Information supplied:
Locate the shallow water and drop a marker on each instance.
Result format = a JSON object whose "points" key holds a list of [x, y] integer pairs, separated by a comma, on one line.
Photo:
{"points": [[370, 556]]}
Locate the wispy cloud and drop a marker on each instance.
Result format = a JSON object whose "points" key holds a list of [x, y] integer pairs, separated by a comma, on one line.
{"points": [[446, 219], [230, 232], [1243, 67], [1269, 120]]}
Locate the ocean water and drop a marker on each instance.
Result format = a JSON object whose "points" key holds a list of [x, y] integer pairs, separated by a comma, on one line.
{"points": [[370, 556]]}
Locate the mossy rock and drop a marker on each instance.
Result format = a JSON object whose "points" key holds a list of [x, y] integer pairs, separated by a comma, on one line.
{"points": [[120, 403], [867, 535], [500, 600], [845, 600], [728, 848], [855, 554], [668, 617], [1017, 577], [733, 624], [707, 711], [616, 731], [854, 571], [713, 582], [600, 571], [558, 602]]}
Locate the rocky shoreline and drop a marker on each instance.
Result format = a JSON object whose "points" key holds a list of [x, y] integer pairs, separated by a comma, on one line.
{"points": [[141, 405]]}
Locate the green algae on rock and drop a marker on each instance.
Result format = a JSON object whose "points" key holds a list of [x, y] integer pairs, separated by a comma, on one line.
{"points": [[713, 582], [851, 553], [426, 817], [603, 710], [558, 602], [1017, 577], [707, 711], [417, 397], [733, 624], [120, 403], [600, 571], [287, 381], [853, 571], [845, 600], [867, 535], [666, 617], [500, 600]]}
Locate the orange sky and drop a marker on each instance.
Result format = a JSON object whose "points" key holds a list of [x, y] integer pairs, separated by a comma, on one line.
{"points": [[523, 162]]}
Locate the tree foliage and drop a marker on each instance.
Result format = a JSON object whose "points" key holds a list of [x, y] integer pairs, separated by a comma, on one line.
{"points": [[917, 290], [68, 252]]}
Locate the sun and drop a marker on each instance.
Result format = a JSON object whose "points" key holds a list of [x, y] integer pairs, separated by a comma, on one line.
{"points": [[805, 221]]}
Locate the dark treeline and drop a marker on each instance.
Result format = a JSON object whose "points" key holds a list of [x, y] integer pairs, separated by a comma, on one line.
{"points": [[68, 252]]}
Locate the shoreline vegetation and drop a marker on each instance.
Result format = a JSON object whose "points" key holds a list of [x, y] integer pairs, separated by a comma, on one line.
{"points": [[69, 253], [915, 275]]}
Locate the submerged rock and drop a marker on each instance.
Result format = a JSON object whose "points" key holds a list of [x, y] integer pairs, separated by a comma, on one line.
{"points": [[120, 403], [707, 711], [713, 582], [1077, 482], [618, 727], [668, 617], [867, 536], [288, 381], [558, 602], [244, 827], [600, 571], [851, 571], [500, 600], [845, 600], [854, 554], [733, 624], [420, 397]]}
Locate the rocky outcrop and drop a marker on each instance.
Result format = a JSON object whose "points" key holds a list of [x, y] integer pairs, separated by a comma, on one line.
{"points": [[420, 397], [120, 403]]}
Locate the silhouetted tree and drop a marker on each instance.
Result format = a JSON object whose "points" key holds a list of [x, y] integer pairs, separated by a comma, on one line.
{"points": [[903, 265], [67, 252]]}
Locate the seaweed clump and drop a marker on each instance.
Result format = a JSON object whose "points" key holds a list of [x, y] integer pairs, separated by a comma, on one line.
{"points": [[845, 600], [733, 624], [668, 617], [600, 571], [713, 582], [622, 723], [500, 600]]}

Activity: Print all records shown above, word for word.

Reply to the exercise:
Locate the shallow water and drop a marker on each instance.
Result format = a JSON object whose "points" key holds a list of [x, y] integer pairs, separated by a comma, on one line.
Photo:
{"points": [[370, 556]]}
Locate the wispy cloud and drop a marker on each instance.
Result format = a JSON object whose "points" key holds a list of [x, y] integer pairs, separated by a comma, on one line.
{"points": [[446, 219], [230, 232], [1243, 67], [1269, 120]]}
Locate the ocean water and drop a marker on each instance.
Result format = a JSON object whose "points" key holds a list of [x, y] integer pairs, separated by a comma, on one line.
{"points": [[370, 556]]}
Locate the mossy rock and drop a marker on each instance.
Result format = a JSON object whose "points" key holds a list of [x, y] integer pairs, separated by a comma, on one line.
{"points": [[120, 403], [867, 535], [500, 600], [845, 600], [728, 848], [855, 554], [668, 617], [1017, 577], [733, 624], [707, 711], [616, 731], [854, 571], [713, 582], [600, 571], [558, 602]]}
Locate the rocky shoreline and drop a marker on each instance.
Result format = a JSON object whose "points" key holds a list of [x, y] integer pairs, separated by a comma, on one line.
{"points": [[141, 405]]}
Locate the green algae on rock and drop a marker on each instance.
Result format = a JSON object whose "points" key holds a list of [x, y] integer pairs, separated by a comma, on one line.
{"points": [[713, 582], [851, 553], [426, 817], [603, 710], [558, 602], [1017, 577], [707, 711], [417, 397], [733, 624], [120, 403], [600, 571], [287, 381], [853, 571], [845, 600], [867, 535], [666, 617], [500, 600]]}
Locate the orange sky and drop a marker on each instance.
Result format = a JSON object whose "points" key holds a list of [x, y] integer pairs, separated by a comma, on one line.
{"points": [[523, 162]]}
Locate the tree foliage and drop a marker on each instance.
Result format = a JSON object whose "points" key holds a list of [x, y] integer pairs, separated by a comma, on one line.
{"points": [[917, 290], [68, 252]]}
Locate the sun and drop a marker on each instance.
Result format = a JSON object whose "points" key holds a list of [x, y] integer pairs, separated by a comma, on one line.
{"points": [[805, 221]]}
Locate the dark treeline and drop a marker on each instance.
Result format = a JSON object whose "points" key holds a list of [x, y] integer pairs, separated by a comma, on one line.
{"points": [[68, 252]]}
Locate the shoreline vegetation and drop a marker on each instance.
Result format = a JSON object whose "points" key holds a list of [x, y] integer pairs, separated by a comma, on one line.
{"points": [[69, 253], [915, 275]]}
Locate the submerged rock and drop a marker on each instance.
Result format = a JSON object whose "points" key holds a list of [x, y] integer pairs, separated by a comma, on one line.
{"points": [[120, 403], [707, 711], [713, 582], [1077, 482], [618, 727], [668, 617], [867, 536], [288, 381], [558, 602], [244, 827], [600, 571], [851, 571], [500, 600], [845, 600], [854, 554], [733, 624], [420, 397]]}
Locate the rocky outcrop and drop a marker on each instance.
Result format = a JSON object whose "points" key holds a list of [x, y] integer pairs, separated by a comma, on one line.
{"points": [[420, 397], [120, 403]]}
Locate the silhouetted tree and drop a marker on each instance.
Result format = a JSON object whose "points" key holds a list of [x, y] integer pairs, separated by a comma, on one line.
{"points": [[903, 265], [67, 252]]}
Locate the seaweed clump and drop a marker on each instance.
Result format = a JSON object whose "points" key holds a list of [x, y] integer pairs, separated by a comma, on one line.
{"points": [[845, 600], [733, 624], [668, 617], [600, 571], [713, 582], [622, 723], [500, 600]]}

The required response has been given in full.